Objective -
Locate each line in the records that contains the word "face", and copy every one of those lines in full.

*** Input data

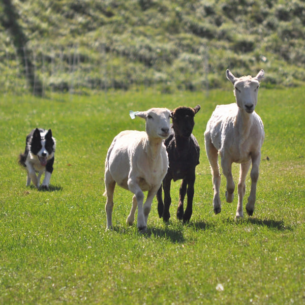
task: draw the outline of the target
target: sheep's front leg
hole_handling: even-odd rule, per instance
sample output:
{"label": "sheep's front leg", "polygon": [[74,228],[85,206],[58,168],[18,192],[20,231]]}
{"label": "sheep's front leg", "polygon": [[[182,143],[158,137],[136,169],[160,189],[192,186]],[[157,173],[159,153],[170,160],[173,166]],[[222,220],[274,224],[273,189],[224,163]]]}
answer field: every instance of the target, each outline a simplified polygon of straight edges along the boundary
{"label": "sheep's front leg", "polygon": [[188,222],[191,219],[193,213],[193,199],[194,198],[194,185],[196,176],[195,174],[195,170],[192,173],[190,177],[188,179],[188,204],[183,216],[183,222]]}
{"label": "sheep's front leg", "polygon": [[164,208],[163,209],[163,214],[162,217],[163,221],[168,221],[170,218],[170,213],[169,212],[169,207],[171,203],[171,198],[170,197],[170,185],[171,182],[171,178],[165,176],[163,179],[163,190],[164,191]]}
{"label": "sheep's front leg", "polygon": [[105,210],[107,217],[107,228],[109,229],[112,227],[112,209],[113,208],[113,193],[115,187],[115,181],[112,178],[110,173],[107,171],[105,173],[105,194],[107,196]]}
{"label": "sheep's front leg", "polygon": [[147,225],[147,219],[148,218],[148,215],[149,214],[149,212],[150,211],[150,209],[151,208],[151,203],[152,203],[152,200],[154,199],[154,197],[155,197],[155,195],[156,195],[157,191],[157,188],[154,188],[152,190],[150,190],[149,191],[148,191],[146,200],[143,205],[144,217],[145,218],[145,222],[146,227]]}
{"label": "sheep's front leg", "polygon": [[227,191],[226,192],[226,199],[227,202],[232,202],[234,199],[234,190],[235,184],[232,175],[232,162],[224,157],[221,159],[221,166],[224,175],[227,179]]}
{"label": "sheep's front leg", "polygon": [[245,163],[240,164],[240,171],[239,174],[239,180],[237,186],[237,190],[238,192],[238,202],[237,203],[237,208],[235,215],[235,219],[243,217],[243,211],[242,210],[242,201],[243,196],[246,193],[246,177],[249,170],[251,160]]}
{"label": "sheep's front leg", "polygon": [[[140,231],[145,231],[146,230],[146,222],[144,217],[144,211],[143,209],[143,201],[144,200],[144,194],[140,188],[138,182],[134,179],[129,178],[127,181],[128,189],[135,194],[135,200],[138,203],[138,218],[137,226]],[[128,216],[127,221],[129,223],[129,219],[130,221],[132,220],[132,214],[134,214],[135,210],[135,200],[133,199],[133,206],[130,211],[130,214]]]}
{"label": "sheep's front leg", "polygon": [[205,151],[206,155],[211,166],[212,172],[212,180],[213,181],[213,190],[214,195],[213,197],[213,209],[215,214],[218,214],[221,211],[221,203],[219,196],[220,189],[220,173],[218,166],[218,150],[212,144],[210,138],[206,136],[205,139]]}
{"label": "sheep's front leg", "polygon": [[184,219],[184,207],[183,203],[187,193],[187,180],[186,179],[182,179],[181,185],[180,186],[180,189],[179,189],[179,204],[178,204],[178,208],[177,209],[177,218],[180,220],[182,220]]}
{"label": "sheep's front leg", "polygon": [[133,222],[135,221],[135,213],[137,209],[137,206],[138,205],[138,202],[137,201],[137,198],[136,195],[134,195],[132,197],[132,205],[131,206],[131,209],[130,210],[130,213],[127,217],[127,220],[126,221],[126,224],[132,226]]}
{"label": "sheep's front leg", "polygon": [[248,197],[248,201],[246,206],[247,212],[249,216],[252,216],[254,211],[254,204],[256,199],[256,185],[258,180],[259,167],[260,162],[260,151],[256,156],[252,157],[252,168],[250,173],[251,177],[251,190]]}
{"label": "sheep's front leg", "polygon": [[163,215],[163,210],[164,209],[164,204],[163,203],[163,199],[162,198],[162,184],[157,192],[157,200],[158,201],[158,213],[159,218],[161,218]]}

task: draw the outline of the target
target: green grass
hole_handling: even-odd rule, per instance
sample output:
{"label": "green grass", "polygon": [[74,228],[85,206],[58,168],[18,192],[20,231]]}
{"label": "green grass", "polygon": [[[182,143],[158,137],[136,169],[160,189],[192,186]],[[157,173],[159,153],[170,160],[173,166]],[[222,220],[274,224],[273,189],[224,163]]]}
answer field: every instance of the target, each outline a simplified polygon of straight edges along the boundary
{"label": "green grass", "polygon": [[[216,105],[233,101],[231,90],[208,97],[154,91],[1,97],[0,303],[303,303],[304,93],[260,90],[257,112],[266,138],[257,202],[253,217],[237,222],[237,196],[225,202],[223,179],[222,210],[214,215],[203,138]],[[106,231],[107,150],[119,131],[144,128],[129,110],[197,104],[194,133],[201,154],[190,224],[175,216],[177,181],[168,224],[159,218],[155,199],[146,235],[135,224],[127,226],[132,195],[117,188],[114,230]],[[26,188],[17,162],[36,126],[51,128],[57,140],[49,191]],[[233,166],[236,183],[238,171]],[[248,176],[246,198],[250,183]]]}

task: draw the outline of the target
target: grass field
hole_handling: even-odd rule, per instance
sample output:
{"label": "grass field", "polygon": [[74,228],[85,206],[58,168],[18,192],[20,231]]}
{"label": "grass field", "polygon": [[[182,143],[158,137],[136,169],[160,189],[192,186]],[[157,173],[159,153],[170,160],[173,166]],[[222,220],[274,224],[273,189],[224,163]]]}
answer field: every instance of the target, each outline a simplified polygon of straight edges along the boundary
{"label": "grass field", "polygon": [[[214,215],[203,138],[215,106],[233,101],[232,90],[1,97],[0,303],[304,303],[304,93],[259,93],[266,136],[257,202],[253,217],[237,222],[237,196],[225,203],[224,179],[222,212]],[[155,199],[147,234],[127,227],[132,195],[117,188],[114,228],[106,231],[107,150],[119,131],[144,128],[129,110],[197,104],[194,134],[201,151],[190,223],[175,216],[177,181],[169,224],[159,218]],[[26,188],[17,163],[36,127],[51,128],[57,140],[49,191]],[[238,172],[233,166],[236,183]],[[250,183],[248,175],[245,198]]]}

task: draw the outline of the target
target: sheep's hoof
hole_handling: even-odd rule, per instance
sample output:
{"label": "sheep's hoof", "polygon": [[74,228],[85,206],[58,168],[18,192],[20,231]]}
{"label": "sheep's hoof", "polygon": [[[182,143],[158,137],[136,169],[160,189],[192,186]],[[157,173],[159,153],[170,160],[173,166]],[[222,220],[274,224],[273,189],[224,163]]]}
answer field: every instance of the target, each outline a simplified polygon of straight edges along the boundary
{"label": "sheep's hoof", "polygon": [[164,206],[163,204],[158,204],[158,213],[159,215],[159,218],[162,218],[162,215],[163,214]]}
{"label": "sheep's hoof", "polygon": [[147,231],[147,227],[139,227],[138,230],[139,233],[146,233]]}
{"label": "sheep's hoof", "polygon": [[183,210],[180,211],[179,209],[177,211],[177,219],[179,219],[179,220],[182,220],[184,218],[184,212]]}
{"label": "sheep's hoof", "polygon": [[231,202],[233,202],[233,200],[234,199],[234,193],[231,193],[231,194],[228,193],[228,191],[226,191],[226,200],[227,200],[227,202],[229,203],[231,203]]}
{"label": "sheep's hoof", "polygon": [[240,221],[241,220],[242,220],[243,219],[243,215],[235,215],[235,217],[234,219],[234,220],[236,221]]}
{"label": "sheep's hoof", "polygon": [[214,208],[214,213],[215,213],[215,215],[219,214],[220,212],[221,212],[221,207],[220,206]]}
{"label": "sheep's hoof", "polygon": [[48,191],[49,187],[47,186],[40,186],[39,188],[38,188],[39,190],[41,190],[41,191]]}
{"label": "sheep's hoof", "polygon": [[163,215],[162,216],[162,217],[163,218],[163,221],[164,222],[167,222],[170,218],[170,213],[169,212],[169,211],[168,211],[167,212],[163,212]]}
{"label": "sheep's hoof", "polygon": [[247,208],[247,206],[246,206],[246,210],[247,211],[247,212],[249,216],[252,216],[252,215],[253,215],[253,212],[254,211],[254,209],[248,209],[248,208]]}
{"label": "sheep's hoof", "polygon": [[131,220],[128,218],[126,220],[126,224],[128,226],[132,226],[133,225],[133,220]]}

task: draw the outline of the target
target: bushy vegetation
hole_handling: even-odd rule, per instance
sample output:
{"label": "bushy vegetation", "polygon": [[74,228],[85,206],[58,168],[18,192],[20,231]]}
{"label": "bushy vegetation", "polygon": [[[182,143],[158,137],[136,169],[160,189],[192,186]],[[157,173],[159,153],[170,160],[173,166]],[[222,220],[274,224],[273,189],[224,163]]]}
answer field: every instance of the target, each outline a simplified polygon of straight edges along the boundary
{"label": "bushy vegetation", "polygon": [[[37,77],[53,90],[220,87],[227,68],[239,75],[263,69],[268,87],[305,81],[301,0],[12,3]],[[16,87],[10,79],[23,77],[17,62],[24,58],[6,18],[0,10],[0,82]]]}

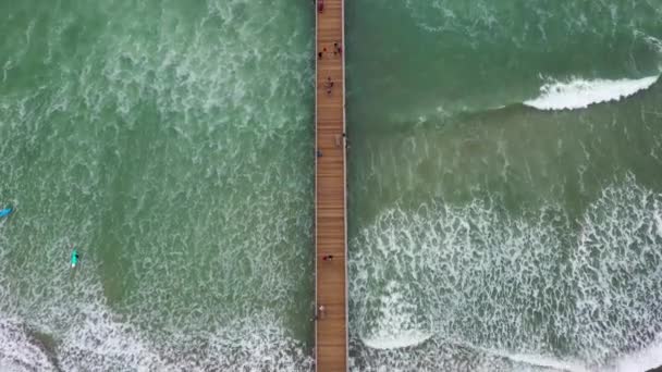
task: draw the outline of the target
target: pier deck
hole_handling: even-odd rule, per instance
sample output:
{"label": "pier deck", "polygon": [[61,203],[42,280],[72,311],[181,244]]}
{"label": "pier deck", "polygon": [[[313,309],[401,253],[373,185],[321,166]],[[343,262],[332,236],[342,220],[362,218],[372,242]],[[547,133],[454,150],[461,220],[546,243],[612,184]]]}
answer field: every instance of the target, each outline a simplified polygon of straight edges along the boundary
{"label": "pier deck", "polygon": [[[347,240],[343,0],[316,4],[316,370],[347,371]],[[340,46],[338,52],[334,44]],[[322,53],[321,59],[319,52]],[[333,83],[329,92],[329,77]],[[333,256],[324,261],[324,256]]]}

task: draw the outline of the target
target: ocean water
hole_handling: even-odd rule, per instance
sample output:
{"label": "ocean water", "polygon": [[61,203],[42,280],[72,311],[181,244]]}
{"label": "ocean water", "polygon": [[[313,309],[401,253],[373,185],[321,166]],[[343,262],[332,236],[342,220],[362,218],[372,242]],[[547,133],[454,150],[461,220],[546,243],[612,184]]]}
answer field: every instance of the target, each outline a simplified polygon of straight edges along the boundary
{"label": "ocean water", "polygon": [[662,1],[346,5],[352,370],[662,364]]}
{"label": "ocean water", "polygon": [[0,1],[1,371],[311,369],[312,14]]}

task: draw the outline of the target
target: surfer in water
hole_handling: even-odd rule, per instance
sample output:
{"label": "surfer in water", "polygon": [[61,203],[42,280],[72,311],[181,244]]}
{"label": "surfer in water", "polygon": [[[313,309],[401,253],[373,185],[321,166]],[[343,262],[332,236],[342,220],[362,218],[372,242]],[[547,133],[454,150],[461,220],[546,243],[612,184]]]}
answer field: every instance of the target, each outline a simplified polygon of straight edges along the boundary
{"label": "surfer in water", "polygon": [[7,206],[4,209],[0,209],[0,218],[9,216],[14,211],[12,206]]}
{"label": "surfer in water", "polygon": [[78,251],[74,249],[71,252],[71,268],[75,269],[78,265]]}

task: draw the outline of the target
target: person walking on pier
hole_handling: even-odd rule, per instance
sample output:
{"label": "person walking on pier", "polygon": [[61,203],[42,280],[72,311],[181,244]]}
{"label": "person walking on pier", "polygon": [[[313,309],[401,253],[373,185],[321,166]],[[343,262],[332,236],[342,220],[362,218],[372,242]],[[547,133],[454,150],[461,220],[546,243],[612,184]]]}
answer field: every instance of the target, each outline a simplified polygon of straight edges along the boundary
{"label": "person walking on pier", "polygon": [[340,46],[340,41],[333,42],[333,55],[343,55],[343,47]]}
{"label": "person walking on pier", "polygon": [[324,319],[327,318],[327,309],[324,308],[323,305],[320,305],[319,308],[317,308],[317,319]]}
{"label": "person walking on pier", "polygon": [[324,88],[327,88],[327,95],[331,95],[331,88],[333,88],[333,80],[331,80],[331,76],[327,76]]}

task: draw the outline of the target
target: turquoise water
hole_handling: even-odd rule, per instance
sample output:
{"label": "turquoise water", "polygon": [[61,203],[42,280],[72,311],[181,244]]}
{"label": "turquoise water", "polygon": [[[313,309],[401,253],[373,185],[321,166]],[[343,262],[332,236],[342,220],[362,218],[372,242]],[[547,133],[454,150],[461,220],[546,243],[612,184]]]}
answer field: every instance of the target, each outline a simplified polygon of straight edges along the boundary
{"label": "turquoise water", "polygon": [[347,40],[353,370],[662,364],[662,2],[361,0]]}
{"label": "turquoise water", "polygon": [[310,370],[311,10],[0,3],[1,370]]}
{"label": "turquoise water", "polygon": [[[314,369],[314,14],[0,2],[0,370]],[[662,2],[346,15],[351,370],[662,364]]]}

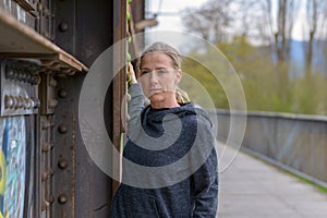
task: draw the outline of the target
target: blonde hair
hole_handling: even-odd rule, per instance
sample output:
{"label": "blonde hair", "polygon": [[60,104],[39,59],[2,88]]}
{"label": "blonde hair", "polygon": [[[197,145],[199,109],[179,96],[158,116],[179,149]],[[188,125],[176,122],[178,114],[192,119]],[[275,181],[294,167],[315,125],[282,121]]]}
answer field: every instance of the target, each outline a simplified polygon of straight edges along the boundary
{"label": "blonde hair", "polygon": [[[154,52],[162,52],[162,53],[169,56],[169,58],[171,59],[171,64],[175,70],[180,70],[182,68],[182,58],[181,58],[179,51],[175,48],[169,46],[168,44],[158,41],[158,43],[154,43],[153,45],[147,47],[142,52],[142,55],[136,63],[136,71],[137,71],[138,76],[141,73],[141,65],[142,65],[142,60],[143,60],[144,56],[146,56],[148,53],[154,53]],[[175,89],[175,99],[179,104],[191,101],[187,93],[182,90],[180,87],[177,87],[177,89]]]}

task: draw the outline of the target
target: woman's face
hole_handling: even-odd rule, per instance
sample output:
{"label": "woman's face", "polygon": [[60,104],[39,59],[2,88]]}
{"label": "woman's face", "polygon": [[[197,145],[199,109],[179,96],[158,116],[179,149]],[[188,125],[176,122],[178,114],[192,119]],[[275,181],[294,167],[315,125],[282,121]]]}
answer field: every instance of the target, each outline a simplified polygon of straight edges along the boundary
{"label": "woman's face", "polygon": [[162,52],[147,53],[141,62],[141,84],[144,95],[152,102],[175,98],[181,70],[173,69],[172,59]]}

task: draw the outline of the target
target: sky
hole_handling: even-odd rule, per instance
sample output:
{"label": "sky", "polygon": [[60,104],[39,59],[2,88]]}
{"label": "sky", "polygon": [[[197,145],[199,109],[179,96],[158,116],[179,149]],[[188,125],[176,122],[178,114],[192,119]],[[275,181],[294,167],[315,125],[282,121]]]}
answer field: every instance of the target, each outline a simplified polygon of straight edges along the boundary
{"label": "sky", "polygon": [[[157,16],[159,24],[152,31],[185,31],[179,12],[187,7],[199,7],[207,0],[146,0],[147,9],[153,13],[164,12]],[[166,15],[165,15],[166,14]]]}
{"label": "sky", "polygon": [[[146,0],[146,11],[152,13],[164,13],[162,15],[158,15],[158,25],[152,27],[149,31],[186,31],[182,25],[182,20],[179,16],[179,12],[187,7],[201,7],[207,0]],[[302,5],[304,5],[306,0],[303,1]],[[276,9],[276,4],[272,5]],[[303,27],[306,25],[305,20],[305,10],[301,9],[301,12],[298,16],[298,22],[294,25],[294,29],[292,33],[292,38],[296,40],[304,40],[303,37]]]}

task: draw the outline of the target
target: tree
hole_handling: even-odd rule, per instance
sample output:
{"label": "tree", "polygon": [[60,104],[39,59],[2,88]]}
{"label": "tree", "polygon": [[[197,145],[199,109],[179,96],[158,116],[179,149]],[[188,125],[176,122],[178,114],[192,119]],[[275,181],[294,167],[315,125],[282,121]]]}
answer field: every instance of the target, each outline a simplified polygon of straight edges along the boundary
{"label": "tree", "polygon": [[233,21],[230,5],[233,0],[210,0],[201,8],[187,8],[182,11],[185,27],[210,43],[226,39],[226,28]]}
{"label": "tree", "polygon": [[[306,17],[308,23],[308,43],[305,49],[306,77],[312,74],[313,50],[315,37],[326,37],[327,2],[318,0],[306,1]],[[324,45],[319,45],[320,48]]]}

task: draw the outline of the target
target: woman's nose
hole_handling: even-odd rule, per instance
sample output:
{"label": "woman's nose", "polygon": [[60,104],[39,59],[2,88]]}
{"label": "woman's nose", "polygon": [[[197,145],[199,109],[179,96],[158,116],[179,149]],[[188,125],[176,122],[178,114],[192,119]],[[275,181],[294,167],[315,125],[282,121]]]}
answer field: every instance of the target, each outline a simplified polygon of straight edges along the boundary
{"label": "woman's nose", "polygon": [[157,73],[155,72],[155,71],[153,71],[153,72],[150,72],[149,73],[150,75],[150,77],[149,77],[149,80],[150,80],[150,83],[152,84],[157,84],[158,83],[158,76],[157,76]]}

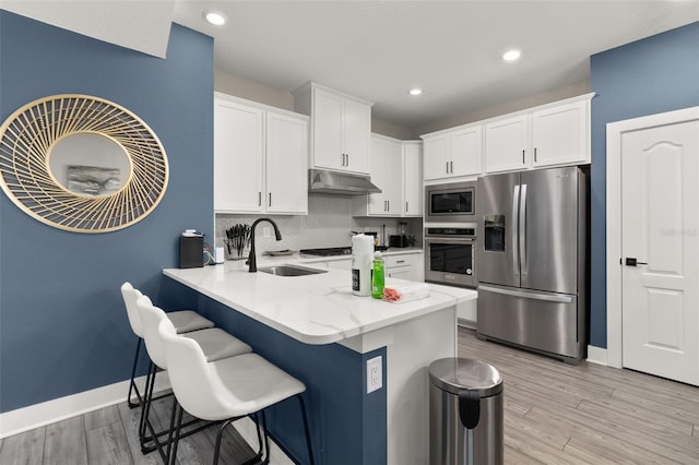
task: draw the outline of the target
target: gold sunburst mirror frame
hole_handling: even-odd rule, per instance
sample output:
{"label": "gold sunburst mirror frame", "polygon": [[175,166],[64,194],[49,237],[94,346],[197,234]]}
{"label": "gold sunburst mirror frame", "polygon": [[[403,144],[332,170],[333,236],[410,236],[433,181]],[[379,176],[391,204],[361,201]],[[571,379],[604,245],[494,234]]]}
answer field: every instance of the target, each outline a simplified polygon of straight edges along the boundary
{"label": "gold sunburst mirror frame", "polygon": [[[96,152],[76,154],[75,166],[66,168],[72,175],[56,172],[49,159],[59,143],[95,134],[123,151],[128,172],[105,168]],[[167,188],[168,165],[163,144],[137,115],[104,98],[62,94],[31,102],[2,123],[0,175],[5,194],[39,222],[75,233],[108,233],[153,212]]]}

******

Problem solution -
target: woman's face
{"label": "woman's face", "polygon": [[60,104],[39,59],[2,88]]}
{"label": "woman's face", "polygon": [[[197,145],[199,109],[179,96],[158,116],[179,149]],[[188,125],[176,122],[178,114],[192,119]],[[275,181],[294,167],[315,125],[282,121]]]}
{"label": "woman's face", "polygon": [[162,52],[147,53],[141,62],[141,84],[144,95],[152,102],[175,98],[181,70],[173,69],[172,59]]}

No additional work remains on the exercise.